YOUR GOAL:
The full listing should be set down again without a single alteration.

"""

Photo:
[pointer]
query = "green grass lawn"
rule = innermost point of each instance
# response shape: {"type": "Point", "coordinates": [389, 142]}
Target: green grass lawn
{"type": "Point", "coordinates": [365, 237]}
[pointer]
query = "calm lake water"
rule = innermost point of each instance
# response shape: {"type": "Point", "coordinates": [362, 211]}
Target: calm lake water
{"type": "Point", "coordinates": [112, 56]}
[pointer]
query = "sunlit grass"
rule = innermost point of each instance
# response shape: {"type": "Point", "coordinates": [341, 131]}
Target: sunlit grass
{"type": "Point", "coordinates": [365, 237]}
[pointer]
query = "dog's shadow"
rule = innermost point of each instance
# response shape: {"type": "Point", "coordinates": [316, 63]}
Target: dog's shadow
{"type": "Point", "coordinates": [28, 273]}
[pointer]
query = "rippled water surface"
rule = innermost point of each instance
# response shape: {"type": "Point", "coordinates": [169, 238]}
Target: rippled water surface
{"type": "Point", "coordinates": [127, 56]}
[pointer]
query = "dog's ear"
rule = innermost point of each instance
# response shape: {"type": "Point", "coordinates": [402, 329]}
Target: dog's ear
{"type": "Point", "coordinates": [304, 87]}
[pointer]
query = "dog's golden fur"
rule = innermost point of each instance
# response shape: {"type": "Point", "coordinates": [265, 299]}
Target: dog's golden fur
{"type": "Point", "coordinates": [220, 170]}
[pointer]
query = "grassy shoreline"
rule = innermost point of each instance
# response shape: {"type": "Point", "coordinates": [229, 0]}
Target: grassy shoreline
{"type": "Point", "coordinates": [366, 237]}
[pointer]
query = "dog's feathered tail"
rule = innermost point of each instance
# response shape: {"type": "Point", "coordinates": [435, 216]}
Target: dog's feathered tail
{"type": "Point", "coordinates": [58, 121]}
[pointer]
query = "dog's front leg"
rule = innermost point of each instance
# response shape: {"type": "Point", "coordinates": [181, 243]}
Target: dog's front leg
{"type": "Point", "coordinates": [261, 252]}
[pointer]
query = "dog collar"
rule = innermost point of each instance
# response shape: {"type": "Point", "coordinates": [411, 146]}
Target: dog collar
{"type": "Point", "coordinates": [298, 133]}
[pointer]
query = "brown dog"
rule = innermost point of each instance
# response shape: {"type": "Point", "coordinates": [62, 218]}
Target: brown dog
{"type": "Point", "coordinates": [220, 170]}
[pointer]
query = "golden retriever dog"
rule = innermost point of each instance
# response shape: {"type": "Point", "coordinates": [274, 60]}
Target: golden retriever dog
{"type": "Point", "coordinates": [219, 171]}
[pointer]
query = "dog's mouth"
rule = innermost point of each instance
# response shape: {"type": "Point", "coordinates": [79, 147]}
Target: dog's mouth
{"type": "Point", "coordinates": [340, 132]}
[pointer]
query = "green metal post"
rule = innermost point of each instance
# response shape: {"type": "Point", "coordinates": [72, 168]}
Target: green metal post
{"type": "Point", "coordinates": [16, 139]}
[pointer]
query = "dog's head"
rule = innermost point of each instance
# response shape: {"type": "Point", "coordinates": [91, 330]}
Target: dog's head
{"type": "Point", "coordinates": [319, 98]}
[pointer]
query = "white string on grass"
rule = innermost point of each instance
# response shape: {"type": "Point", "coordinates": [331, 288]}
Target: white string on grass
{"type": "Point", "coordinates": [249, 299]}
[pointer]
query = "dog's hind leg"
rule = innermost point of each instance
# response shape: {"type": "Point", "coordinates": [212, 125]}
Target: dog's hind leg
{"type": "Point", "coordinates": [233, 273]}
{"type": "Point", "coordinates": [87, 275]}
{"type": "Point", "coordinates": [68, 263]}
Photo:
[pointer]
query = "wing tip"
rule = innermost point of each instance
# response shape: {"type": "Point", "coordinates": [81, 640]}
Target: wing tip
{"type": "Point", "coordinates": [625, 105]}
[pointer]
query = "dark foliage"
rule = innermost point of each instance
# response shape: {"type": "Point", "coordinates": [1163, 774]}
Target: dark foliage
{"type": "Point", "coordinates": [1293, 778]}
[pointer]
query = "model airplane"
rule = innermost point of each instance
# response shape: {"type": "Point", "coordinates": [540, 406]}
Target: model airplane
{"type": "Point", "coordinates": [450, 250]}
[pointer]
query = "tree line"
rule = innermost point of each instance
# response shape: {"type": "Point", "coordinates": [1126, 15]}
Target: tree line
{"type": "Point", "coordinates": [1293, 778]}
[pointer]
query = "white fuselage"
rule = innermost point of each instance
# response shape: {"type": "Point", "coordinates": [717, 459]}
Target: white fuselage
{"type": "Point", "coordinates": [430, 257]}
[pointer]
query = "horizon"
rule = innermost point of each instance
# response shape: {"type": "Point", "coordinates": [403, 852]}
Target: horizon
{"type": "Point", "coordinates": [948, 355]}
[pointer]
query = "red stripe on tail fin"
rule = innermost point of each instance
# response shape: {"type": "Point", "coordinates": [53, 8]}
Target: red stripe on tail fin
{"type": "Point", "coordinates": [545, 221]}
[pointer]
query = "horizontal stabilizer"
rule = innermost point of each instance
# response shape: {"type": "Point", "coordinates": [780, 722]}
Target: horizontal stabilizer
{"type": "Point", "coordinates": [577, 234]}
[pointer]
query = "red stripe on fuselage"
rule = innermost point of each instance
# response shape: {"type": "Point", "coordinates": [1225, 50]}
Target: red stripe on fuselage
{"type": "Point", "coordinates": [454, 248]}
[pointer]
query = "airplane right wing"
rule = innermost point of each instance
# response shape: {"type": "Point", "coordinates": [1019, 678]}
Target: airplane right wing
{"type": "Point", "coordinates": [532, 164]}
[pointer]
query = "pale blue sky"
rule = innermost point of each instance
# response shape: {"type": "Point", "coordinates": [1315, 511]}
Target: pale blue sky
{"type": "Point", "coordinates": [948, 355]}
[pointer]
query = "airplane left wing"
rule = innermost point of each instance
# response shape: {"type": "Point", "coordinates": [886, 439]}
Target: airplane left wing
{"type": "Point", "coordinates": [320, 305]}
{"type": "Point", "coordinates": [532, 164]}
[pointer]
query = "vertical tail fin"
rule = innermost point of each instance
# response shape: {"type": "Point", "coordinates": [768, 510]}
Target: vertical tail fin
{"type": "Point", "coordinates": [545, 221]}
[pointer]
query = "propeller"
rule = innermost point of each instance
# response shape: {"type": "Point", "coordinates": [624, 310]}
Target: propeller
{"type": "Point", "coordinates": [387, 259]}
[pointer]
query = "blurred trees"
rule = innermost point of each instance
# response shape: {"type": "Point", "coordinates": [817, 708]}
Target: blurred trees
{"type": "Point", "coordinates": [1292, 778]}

"""

EXERCISE RESULT:
Photo:
[pointer]
query = "green grass lawn"
rule = innermost point of each instance
# response shape: {"type": "Point", "coordinates": [389, 142]}
Target: green grass lawn
{"type": "Point", "coordinates": [365, 237]}
[pointer]
query = "calm lake water"
rule = innermost point of each instance
# response shape: {"type": "Point", "coordinates": [362, 211]}
Target: calm lake water
{"type": "Point", "coordinates": [112, 56]}
[pointer]
query = "sunlit grass"
rule = innermost point of each instance
# response shape: {"type": "Point", "coordinates": [341, 131]}
Target: sunlit grass
{"type": "Point", "coordinates": [365, 237]}
[pointer]
query = "dog's shadow"
rule = innermost point of each instance
# response shape: {"type": "Point", "coordinates": [316, 63]}
Target: dog's shadow
{"type": "Point", "coordinates": [28, 273]}
[pointer]
query = "rippled water surface"
rule = innermost point of each instance
# response shape: {"type": "Point", "coordinates": [169, 238]}
Target: rippled water surface
{"type": "Point", "coordinates": [127, 56]}
[pointer]
query = "dog's ear"
rule = innermost point of each instance
# response shape: {"type": "Point", "coordinates": [402, 329]}
Target: dog's ear
{"type": "Point", "coordinates": [304, 87]}
[pointer]
query = "dog's golden fur"
rule = innermost point of each instance
# response shape: {"type": "Point", "coordinates": [265, 299]}
Target: dog's golden fur
{"type": "Point", "coordinates": [220, 170]}
[pointer]
query = "grassy shoreline"
rule = innermost point of each instance
# response shape: {"type": "Point", "coordinates": [229, 0]}
Target: grassy shoreline
{"type": "Point", "coordinates": [366, 237]}
[pointer]
query = "dog's feathered tail"
rule = innermost point of each instance
# response shape: {"type": "Point", "coordinates": [435, 216]}
Target: dog's feathered tail
{"type": "Point", "coordinates": [58, 121]}
[pointer]
query = "dog's front leg"
rule = innermost point of each instance
# response shape: {"type": "Point", "coordinates": [181, 243]}
Target: dog's front leg
{"type": "Point", "coordinates": [261, 252]}
[pointer]
query = "dog collar"
rule = innermost point of each instance
# response shape: {"type": "Point", "coordinates": [411, 146]}
Target: dog collar
{"type": "Point", "coordinates": [298, 133]}
[pointer]
query = "brown dog"
rule = innermost point of each instance
# response shape: {"type": "Point", "coordinates": [62, 218]}
Target: brown dog
{"type": "Point", "coordinates": [220, 170]}
[pointer]
query = "golden retriever dog"
rule = innermost point of each instance
# response shape: {"type": "Point", "coordinates": [274, 60]}
Target: golden retriever dog
{"type": "Point", "coordinates": [219, 171]}
[pointer]
query = "dog's mouth"
rule = innermost point of each instance
# response shape: {"type": "Point", "coordinates": [79, 147]}
Target: dog's mouth
{"type": "Point", "coordinates": [340, 132]}
[pointer]
query = "green metal post"
rule = innermost point of each instance
# response shape: {"type": "Point", "coordinates": [72, 168]}
Target: green metal post
{"type": "Point", "coordinates": [16, 139]}
[pointer]
query = "dog's head"
rule = innermost point of each instance
# response shape: {"type": "Point", "coordinates": [91, 330]}
Target: dog's head
{"type": "Point", "coordinates": [319, 98]}
[pointer]
query = "white string on grass"
rule = innermost point of each instance
# response shape: {"type": "Point", "coordinates": [331, 288]}
Target: white string on grass
{"type": "Point", "coordinates": [249, 299]}
[pointer]
query = "dog's hind leg"
rule = innermost point of each instance
# response shape: {"type": "Point", "coordinates": [212, 125]}
Target: dog's hind leg
{"type": "Point", "coordinates": [233, 273]}
{"type": "Point", "coordinates": [87, 275]}
{"type": "Point", "coordinates": [68, 263]}
Photo:
[pointer]
query = "wing tip"
rule = innermost point of each instance
# response shape: {"type": "Point", "coordinates": [81, 640]}
Target: wing tip
{"type": "Point", "coordinates": [625, 105]}
[pointer]
query = "dark foliage"
rule = innermost point of each instance
# response shape: {"type": "Point", "coordinates": [1163, 774]}
Target: dark foliage
{"type": "Point", "coordinates": [1293, 778]}
[pointer]
query = "model airplane"
rule = innermost point of each instance
# response shape: {"type": "Point", "coordinates": [540, 406]}
Target: model airplane
{"type": "Point", "coordinates": [450, 250]}
[pointer]
query = "tree line"
rule = innermost point of each instance
# response shape: {"type": "Point", "coordinates": [1126, 15]}
Target: tree line
{"type": "Point", "coordinates": [1293, 778]}
[pointer]
query = "white fuselage"
rule = innermost point of each instance
# response shape: {"type": "Point", "coordinates": [717, 459]}
Target: white fuselage
{"type": "Point", "coordinates": [430, 257]}
[pointer]
query = "horizon"
rule = innermost point of each instance
# response shape: {"type": "Point", "coordinates": [403, 852]}
Target: horizon
{"type": "Point", "coordinates": [948, 355]}
[pointer]
query = "red stripe on tail fin"
rule = innermost point of each instance
# response shape: {"type": "Point", "coordinates": [53, 8]}
Target: red stripe on tail fin
{"type": "Point", "coordinates": [545, 221]}
[pointer]
query = "horizontal stabilizer"
rule = innermost point of each instance
# response shape: {"type": "Point", "coordinates": [780, 722]}
Target: horizontal stabilizer
{"type": "Point", "coordinates": [577, 234]}
[pointer]
query = "red stripe on fuselage"
rule = innermost point of each instance
# response shape: {"type": "Point", "coordinates": [1225, 50]}
Target: red stripe on fuselage
{"type": "Point", "coordinates": [454, 248]}
[pointer]
query = "airplane right wing"
rule = innermost point of each instance
# response shape: {"type": "Point", "coordinates": [1019, 678]}
Target: airplane right wing
{"type": "Point", "coordinates": [532, 164]}
[pointer]
query = "pale blue sky"
rule = innermost point of each instance
# response shape: {"type": "Point", "coordinates": [1315, 511]}
Target: pale blue sky
{"type": "Point", "coordinates": [948, 355]}
[pointer]
query = "airplane left wing"
rule = innermost point of each instance
# response shape: {"type": "Point", "coordinates": [886, 439]}
Target: airplane left wing
{"type": "Point", "coordinates": [320, 305]}
{"type": "Point", "coordinates": [532, 164]}
[pointer]
query = "vertical tail fin"
rule = innermost point of each instance
# response shape: {"type": "Point", "coordinates": [768, 510]}
Target: vertical tail fin
{"type": "Point", "coordinates": [545, 221]}
[pointer]
query = "propeller"
rule = innermost point of each instance
# response shape: {"type": "Point", "coordinates": [624, 310]}
Target: propeller
{"type": "Point", "coordinates": [387, 259]}
[pointer]
query = "blurred trees"
rule = innermost point of each instance
# response shape: {"type": "Point", "coordinates": [817, 708]}
Target: blurred trees
{"type": "Point", "coordinates": [1292, 778]}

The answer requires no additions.